_Text segment_
= = =

[Web-SIG] Python 3.0 and WSGI 1.0.

Thu Apr 16 09:12:11 CEST 2009

2009/4/4 Robert Brewer <fumanchu at aminus.org>:
> Alan Kennedy wrote:
>> [Bill]
>> > I think the controlling reference here is RFC 3875.
>>
>> I think the controlling references are RFC 2616, RFC 2396 and RFC
> 3987.
>>
>> RFC 2616, the HTTP 1.1 spec, punts on the question of character
>> encoding for the request URI.
>>
>> RFC 2396, the URI spec, says
>>
>> """
>>    It is expected that a systematic treatment of character encoding
>>    within URI will be developed as a future modification of this
>>    specification.
>> """
>>
>> RFC 3987 is that spec, for Internationalized Resource Identifiers. It
>> says
>>
>> """
>> An IRI is a sequence of characters from the Universal Character Set
>> (Unicode/ISO 10646).
>> """
>>
>> and
>>
>> """
>> 1.2.  Applicability
>>
>>    IRIs are designed to be compatible with recommendations for new URI
>>    schemes [RFC2718].  The compatibility is provided by specifying a
>>    well-defined and deterministic mapping from the IRI character
>>    sequence to the functionally equivalent URI character sequence.
>>    Practical use of IRIs (or IRI references) in place of URIs (or URI
>>    references) depends on the following conditions being met:
>> """
>>
>> followed by
>>
>> """
>>    c.  The URI corresponding to the IRI in question has to encode
>>        original characters into octets using UTF-8.  For new URI
>>        schemes, this is recommended in [RFC2718].  It can apply to a
>>        whole scheme (e.g., IMAP URLs [RFC2192] and POP URLs [RFC2384],
>>        or the URN syntax [RFC2141]).  It can apply to a specific part
>> of
>>        a URI, such as the fragment identifier (e.g., [XPointer]).  It
>>        can apply to a specific URI or part(s) thereof.  For details,
>>        please see section 6.4.
>> """
>>
>> I think the question is "are people using IRIs in the wild"? If so,
>> then we must decide how do we best deal with the problems of
>> recognising iso-8859-1+rfc2037 versus utf-8, or whatever
>> server-configured encoding the user has chosen.
>
> Agreed. The Request-URI needs to handle IRI's. The headers mostly
> don't--almost all headers are of mostly type "token", which is US-ASCII.

= = =

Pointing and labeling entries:
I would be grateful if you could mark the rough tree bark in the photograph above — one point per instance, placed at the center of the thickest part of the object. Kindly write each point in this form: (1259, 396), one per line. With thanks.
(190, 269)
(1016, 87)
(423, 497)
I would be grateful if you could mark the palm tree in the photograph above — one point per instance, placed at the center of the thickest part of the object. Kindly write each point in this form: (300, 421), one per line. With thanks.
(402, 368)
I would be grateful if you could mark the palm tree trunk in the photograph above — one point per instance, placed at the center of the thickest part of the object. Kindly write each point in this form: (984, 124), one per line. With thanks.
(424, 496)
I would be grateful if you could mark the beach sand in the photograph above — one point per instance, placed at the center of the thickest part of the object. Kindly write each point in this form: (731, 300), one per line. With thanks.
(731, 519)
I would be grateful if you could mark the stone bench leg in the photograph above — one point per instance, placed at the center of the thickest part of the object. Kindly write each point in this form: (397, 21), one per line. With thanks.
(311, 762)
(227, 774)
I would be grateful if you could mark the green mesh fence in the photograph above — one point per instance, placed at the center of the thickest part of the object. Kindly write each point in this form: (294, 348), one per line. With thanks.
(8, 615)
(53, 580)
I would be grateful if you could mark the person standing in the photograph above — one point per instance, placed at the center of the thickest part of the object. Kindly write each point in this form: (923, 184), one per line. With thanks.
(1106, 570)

= = =

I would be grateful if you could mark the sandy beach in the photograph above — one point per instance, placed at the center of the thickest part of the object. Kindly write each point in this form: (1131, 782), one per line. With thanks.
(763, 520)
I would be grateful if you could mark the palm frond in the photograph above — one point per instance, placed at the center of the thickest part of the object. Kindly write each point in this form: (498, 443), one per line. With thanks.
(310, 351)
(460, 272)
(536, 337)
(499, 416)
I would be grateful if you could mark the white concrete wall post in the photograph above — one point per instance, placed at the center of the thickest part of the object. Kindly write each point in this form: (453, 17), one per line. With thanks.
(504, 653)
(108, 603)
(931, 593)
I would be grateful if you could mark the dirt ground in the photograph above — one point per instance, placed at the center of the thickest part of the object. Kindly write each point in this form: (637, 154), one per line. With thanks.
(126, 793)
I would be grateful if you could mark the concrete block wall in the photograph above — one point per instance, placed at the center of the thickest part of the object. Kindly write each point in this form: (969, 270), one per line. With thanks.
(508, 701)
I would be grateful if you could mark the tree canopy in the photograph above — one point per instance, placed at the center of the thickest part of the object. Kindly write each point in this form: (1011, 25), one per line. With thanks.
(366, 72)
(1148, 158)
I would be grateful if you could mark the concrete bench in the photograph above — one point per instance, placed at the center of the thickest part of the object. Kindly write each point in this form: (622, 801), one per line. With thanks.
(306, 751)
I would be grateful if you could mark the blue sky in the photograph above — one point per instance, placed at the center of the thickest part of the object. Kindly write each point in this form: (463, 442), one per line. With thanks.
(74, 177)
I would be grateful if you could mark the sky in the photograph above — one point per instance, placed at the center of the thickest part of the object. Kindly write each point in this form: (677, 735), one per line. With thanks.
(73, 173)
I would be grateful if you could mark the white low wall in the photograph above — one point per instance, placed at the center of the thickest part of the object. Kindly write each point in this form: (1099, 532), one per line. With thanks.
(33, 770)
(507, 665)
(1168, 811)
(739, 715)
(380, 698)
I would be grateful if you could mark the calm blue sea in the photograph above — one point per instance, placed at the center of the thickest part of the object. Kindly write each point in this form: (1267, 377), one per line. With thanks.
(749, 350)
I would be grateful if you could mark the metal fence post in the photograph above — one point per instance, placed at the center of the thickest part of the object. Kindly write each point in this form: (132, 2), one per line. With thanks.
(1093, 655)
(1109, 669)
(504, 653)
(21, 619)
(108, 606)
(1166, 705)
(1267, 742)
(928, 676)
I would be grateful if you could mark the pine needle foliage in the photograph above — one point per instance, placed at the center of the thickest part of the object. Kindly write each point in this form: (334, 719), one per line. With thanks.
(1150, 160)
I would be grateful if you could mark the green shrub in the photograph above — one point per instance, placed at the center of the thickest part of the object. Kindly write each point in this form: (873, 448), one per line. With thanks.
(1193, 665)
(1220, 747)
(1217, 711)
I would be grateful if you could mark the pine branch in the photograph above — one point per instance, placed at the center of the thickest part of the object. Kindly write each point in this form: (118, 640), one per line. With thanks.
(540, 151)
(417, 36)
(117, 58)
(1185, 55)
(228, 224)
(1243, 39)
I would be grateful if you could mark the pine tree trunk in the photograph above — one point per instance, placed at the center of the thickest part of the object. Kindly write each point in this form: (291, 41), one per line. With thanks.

= = =

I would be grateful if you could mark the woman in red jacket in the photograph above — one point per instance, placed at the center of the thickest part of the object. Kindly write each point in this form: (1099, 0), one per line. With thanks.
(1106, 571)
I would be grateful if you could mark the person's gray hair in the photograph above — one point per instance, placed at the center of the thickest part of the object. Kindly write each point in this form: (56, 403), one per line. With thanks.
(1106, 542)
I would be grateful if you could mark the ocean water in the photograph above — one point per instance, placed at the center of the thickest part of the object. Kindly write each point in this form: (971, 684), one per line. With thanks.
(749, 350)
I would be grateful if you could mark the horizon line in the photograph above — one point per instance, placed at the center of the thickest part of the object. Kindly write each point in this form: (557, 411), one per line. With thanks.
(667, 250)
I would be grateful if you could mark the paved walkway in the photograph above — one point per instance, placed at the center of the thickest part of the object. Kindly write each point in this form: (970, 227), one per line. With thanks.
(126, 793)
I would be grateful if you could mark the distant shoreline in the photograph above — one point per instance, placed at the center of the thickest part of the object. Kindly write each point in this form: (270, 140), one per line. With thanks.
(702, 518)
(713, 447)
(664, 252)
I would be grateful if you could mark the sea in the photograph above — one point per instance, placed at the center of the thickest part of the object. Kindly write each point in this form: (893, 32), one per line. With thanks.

= = =

_Directive 1_
Rewrite the entries from the line that has "I would be grateful if you could mark the pine needle" through the line that has "I would be grateful if you could mark the pine tree", changing "pine" to "fir" and keeping everything else the same.
_Directive 2_
Go on with the thread about Python 3.0 and WSGI 1.0, starting after its last sentence.
The text and the entries were taken from separate sources.

_Exercise output 1_
I would be grateful if you could mark the fir needle foliage in the photograph above — one point per instance, placed at the center of the thickest part of the object. Kindly write each point in this form: (334, 719), one per line. With thanks.
(1150, 160)
I would be grateful if you could mark the green shrub in the photograph above — one point per instance, placed at the center of the thickest part of the object. Kindly write each point in this form: (873, 448), one per line. With thanks.
(1193, 665)
(1220, 747)
(1217, 711)
I would be grateful if you could mark the fir branch in the photograph above — one point per instance, placed at the center of the thickest part of the object. Kindly write each point in this form: (118, 640), one per line. With thanks.
(540, 151)
(417, 36)
(117, 58)
(1185, 55)
(228, 224)
(1243, 39)
I would be grateful if you could mark the fir tree trunk in the photograph above — one point per instance, placed at the center of the thickest part of the object. Kindly write each point in this form: (291, 41), one per line. With thanks.

_Exercise output 2_
> A few are of type "TEXT", which is ISO-8859-1/RFC 2047. The remaining
> (sub)values are mostly custom byte sequences:
>
> field-name           field-value
> ----------           -----------
> Accept               token
> Accept-Charset       token
> Accept-Encoding      token
> Accept-Language      ALPHA, plus ":", "=", "q" etc
> Accept-Ranges        token
> Age                  DIGIT
> Allow                token
> Authorization        token
> Cache-Control        token
> Connection           token
> Content-Encoding     token
> Content-Language     ALPHA
> Content-Length       DIGIT
> Content-Location     absoluteURI | relativeURI
> Content-MD5          base64 of 128 bit md5 digest
> Content-Range        DIGIT, plus "/" etc
> Content-Type         token
> Date                 HTTP-date
> ETag                 TEXT and CHAR
> Expect               token, quoted-string
> Expires              HTTP-date
> >From                 ASCII (see RFC 822)
> Host                 host ":" port
> If-Match             TEXT and CHAR
> If-Modified-Since    HTTP-date
> If-None-Match        TEXT and CHAR
> If-Range             TEXT and CHAR | HTTP-date
> If-Unmodified-Since  HTTP-date
> Last-Modified        HTTP-date
> Location             absoluteURI
> Max-Forwards         DIGIT
> Pragma               token, quoted-string
> Proxy-Authenticate   token
> Proxy-Authorization  token
> Range                token
> Referer              absoluteURI | relativeURI
> Retry-After          HTTP-date | DIGIT
> Server               token, TEXT
> TE                   token
> Trailer              token
> Transfer-Encoding    token
> Upgrade              token
> User-Agent           token, TEXT
> Vary                 token
> Via                  token, host, port
> Warning              quoted-string, HTTP-date, host, port
> WWW-Authenticate     token
>
>
> The Content-Location, Location, and Referer headers are problematic
> since HTTP borrows those from the URI spec, which deals in characters
> and not bytes, as you mentioned. Host, and maybe Via, are also special
> due to possible IDNA-encoding.
>
> Regarding extension headers, I think we should assume that the HTTP/1.1
> spec implies all headers should be token (ASCII) or TEXT (ISO-8859-1).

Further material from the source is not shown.